**Given passage:**
---
[Intel-gfx] [PATCH 9/9] drm/i915/gt: Schedule request retirement when timeline idles

Wed Nov 20 14:25:28 UTC 2019

Quoting Tvrtko Ursulin (2019-11-20 14:16:17)
> 
> On 20/11/2019 13:39, Chris Wilson wrote:
> > Quoting Tvrtko Ursulin (2019-11-20 13:16:51)
> >>
> >> On 20/11/2019 09:33, Chris Wilson wrote:
> >>> +
> >>> +             /*
> >>> +              * Our goal here is to retire _idle_ timelines as soon as
> >>> +              * possible (as they are idle, we do not expect userspace
> >>> +              * to be cleaning up anytime soon).
> >>> +              *
> >>> +              * If the tl->active_count is already zero, someone else
> >>> +              * should have retired the timeline. Equally if the timeline
> >>> +              * is currently locked, either it is being retired elsewhere
> >>> +              * or about to be!
> >>> +              */
> >>> +             if (atomic_read(&tl->active_count) &&
> >>> +                 mutex_trylock(&tl->mutex)) {
> >>> +                     retire_requests(tl);
> >>> +                     mutex_unlock(&tl->mutex);
> >>> +             }
> >>> +             intel_timeline_put(tl);
> >>> +
> >>> +             GEM_BUG_ON(!next);
> >>> +             tl = ptr_mask_bits(next, 1);
> >>
> >> You sometimes expect engine->retire to contain 0x1?
> > 
> > Yes, imagine that we are submitting very fast such that we schedule_out
> > the same context before the worker ran, we would then try to
> > add_retire() the same timeline again. So I was using BIT(0) to tag an
> > active element in the retirement list.
> 
> If we have schedule_out on the same context before the retire ran then 
> add_retire is a no-op due tl->retire being set.

The first element in the list has timeline->retire = NULL. We only know
it is set because we make it timeline->retire = 1 instead.

> It could be a race between engine_retire and add_retire where 
> engine->retire is set to NULL so latter would set tl->retire to NULL | 
> BIT(0).
---
**Records for the exercise:**
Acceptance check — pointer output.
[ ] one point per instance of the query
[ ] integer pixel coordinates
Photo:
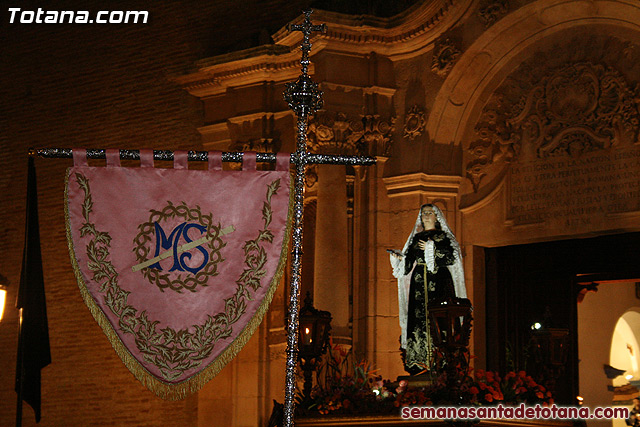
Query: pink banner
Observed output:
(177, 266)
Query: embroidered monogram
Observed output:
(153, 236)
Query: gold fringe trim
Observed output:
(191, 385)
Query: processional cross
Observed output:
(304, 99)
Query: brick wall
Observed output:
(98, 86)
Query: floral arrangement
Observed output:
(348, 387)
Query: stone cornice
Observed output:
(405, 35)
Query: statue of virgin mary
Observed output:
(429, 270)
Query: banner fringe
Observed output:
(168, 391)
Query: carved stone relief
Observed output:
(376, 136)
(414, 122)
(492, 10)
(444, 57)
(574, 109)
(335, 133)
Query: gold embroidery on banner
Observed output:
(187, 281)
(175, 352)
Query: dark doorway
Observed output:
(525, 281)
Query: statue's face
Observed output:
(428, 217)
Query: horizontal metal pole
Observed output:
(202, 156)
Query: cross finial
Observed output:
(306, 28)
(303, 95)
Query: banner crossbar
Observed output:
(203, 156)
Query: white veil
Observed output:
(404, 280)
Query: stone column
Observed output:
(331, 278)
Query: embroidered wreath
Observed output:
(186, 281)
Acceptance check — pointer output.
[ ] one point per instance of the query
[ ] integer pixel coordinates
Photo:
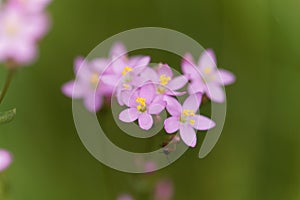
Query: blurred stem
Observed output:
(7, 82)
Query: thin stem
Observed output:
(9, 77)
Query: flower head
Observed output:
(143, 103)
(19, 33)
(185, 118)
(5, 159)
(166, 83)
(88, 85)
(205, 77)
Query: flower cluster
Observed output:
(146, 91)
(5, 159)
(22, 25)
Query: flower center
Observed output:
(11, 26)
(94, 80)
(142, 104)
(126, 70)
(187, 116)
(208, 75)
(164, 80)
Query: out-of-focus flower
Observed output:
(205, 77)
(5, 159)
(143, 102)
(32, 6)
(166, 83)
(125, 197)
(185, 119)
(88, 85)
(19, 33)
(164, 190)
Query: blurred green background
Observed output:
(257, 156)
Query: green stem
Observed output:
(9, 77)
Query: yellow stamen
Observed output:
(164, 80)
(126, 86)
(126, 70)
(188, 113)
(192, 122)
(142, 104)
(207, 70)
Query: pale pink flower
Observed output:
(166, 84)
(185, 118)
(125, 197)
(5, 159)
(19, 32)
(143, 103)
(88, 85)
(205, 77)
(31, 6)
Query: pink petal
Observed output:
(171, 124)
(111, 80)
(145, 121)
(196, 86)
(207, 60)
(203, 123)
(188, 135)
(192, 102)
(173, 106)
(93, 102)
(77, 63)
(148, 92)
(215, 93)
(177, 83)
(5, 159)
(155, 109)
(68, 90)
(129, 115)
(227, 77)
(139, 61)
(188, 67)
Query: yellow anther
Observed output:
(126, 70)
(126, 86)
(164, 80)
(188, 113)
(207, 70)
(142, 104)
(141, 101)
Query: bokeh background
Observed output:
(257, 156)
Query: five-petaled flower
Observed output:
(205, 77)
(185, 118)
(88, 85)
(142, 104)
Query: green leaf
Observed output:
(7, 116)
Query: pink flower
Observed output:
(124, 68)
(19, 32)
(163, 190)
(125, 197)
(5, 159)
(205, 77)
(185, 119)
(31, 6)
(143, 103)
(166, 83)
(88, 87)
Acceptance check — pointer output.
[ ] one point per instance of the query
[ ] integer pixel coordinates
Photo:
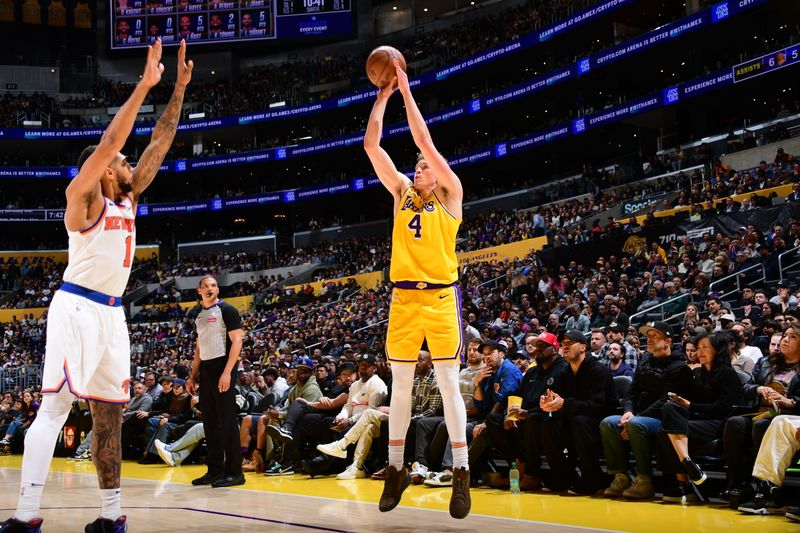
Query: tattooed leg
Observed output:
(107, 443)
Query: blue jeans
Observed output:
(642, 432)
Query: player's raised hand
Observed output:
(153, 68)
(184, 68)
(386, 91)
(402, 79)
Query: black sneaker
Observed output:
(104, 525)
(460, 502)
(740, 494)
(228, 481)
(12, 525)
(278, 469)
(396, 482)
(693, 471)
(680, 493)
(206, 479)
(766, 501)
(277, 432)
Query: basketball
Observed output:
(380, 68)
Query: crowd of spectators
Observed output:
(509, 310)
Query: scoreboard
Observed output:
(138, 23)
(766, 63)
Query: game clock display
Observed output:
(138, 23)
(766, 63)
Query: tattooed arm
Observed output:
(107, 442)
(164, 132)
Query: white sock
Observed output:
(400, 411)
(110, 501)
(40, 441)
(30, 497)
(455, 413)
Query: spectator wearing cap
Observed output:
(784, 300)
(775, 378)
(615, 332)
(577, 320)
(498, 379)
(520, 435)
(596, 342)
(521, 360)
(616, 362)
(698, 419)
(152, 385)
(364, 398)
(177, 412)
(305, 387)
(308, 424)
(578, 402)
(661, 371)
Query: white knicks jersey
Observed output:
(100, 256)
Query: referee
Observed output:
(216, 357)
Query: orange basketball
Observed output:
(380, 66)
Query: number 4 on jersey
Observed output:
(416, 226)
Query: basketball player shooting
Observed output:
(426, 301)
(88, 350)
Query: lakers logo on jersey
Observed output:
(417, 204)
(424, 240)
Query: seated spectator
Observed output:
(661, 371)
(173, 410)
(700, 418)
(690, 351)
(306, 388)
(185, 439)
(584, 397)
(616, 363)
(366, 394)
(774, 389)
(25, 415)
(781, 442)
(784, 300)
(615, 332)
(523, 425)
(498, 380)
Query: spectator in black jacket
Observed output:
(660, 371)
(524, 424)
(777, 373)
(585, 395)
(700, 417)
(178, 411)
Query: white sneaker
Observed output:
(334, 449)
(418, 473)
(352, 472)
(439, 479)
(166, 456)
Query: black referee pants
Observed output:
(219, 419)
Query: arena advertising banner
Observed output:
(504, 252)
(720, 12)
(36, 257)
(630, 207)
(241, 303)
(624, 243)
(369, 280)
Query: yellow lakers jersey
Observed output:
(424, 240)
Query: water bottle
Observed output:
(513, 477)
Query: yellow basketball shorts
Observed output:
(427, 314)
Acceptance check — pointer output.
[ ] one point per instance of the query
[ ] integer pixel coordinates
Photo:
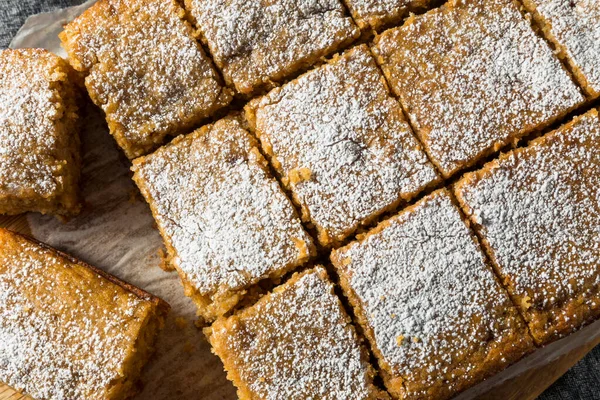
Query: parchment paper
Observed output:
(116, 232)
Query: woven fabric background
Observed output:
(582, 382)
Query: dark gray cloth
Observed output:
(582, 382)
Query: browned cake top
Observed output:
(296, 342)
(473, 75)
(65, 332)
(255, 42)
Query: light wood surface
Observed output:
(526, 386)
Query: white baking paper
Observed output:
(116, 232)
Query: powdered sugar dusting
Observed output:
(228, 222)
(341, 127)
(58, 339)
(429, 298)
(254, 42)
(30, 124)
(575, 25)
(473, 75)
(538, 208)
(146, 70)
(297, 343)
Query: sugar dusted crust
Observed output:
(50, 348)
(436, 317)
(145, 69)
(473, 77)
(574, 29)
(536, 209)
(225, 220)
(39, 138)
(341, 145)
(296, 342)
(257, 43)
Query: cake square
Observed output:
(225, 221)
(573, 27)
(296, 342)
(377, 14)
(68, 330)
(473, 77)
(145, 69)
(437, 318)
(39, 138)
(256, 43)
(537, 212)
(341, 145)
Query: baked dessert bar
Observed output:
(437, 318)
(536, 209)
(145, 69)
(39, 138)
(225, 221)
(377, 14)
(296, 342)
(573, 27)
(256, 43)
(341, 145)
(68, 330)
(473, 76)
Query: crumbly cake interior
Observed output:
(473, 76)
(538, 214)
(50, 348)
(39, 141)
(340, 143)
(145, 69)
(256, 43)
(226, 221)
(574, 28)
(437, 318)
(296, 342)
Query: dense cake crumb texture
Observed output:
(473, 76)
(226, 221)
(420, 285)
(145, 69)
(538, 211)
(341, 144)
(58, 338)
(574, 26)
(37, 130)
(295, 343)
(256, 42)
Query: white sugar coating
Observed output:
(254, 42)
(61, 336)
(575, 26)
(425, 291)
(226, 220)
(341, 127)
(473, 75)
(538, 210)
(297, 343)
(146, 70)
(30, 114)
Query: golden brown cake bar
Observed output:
---
**Exercise set:**
(1) Quote the stretch of the patch thread from "[Intel-gfx] [PATCH 9/9]" through "Ursulin (2019-11-20 13:16:51)" word for word.
(2) Pull out every line of the entries that contains the word "black".

**Task responses:**
(1)
[Intel-gfx] [PATCH 9/9] drm/i915/gt: Schedule request retirement when timeline idles

Wed Nov 20 14:25:28 UTC 2019

Quoting Tvrtko Ursulin (2019-11-20 14:16:17)
> 
> On 20/11/2019 13:39, Chris Wilson wrote:
> > Quoting Tvrtko Ursulin (2019-11-20 13:16:51)

(2)
Query: black sneaker
Query: spectator in black jacket
Query: black referee pants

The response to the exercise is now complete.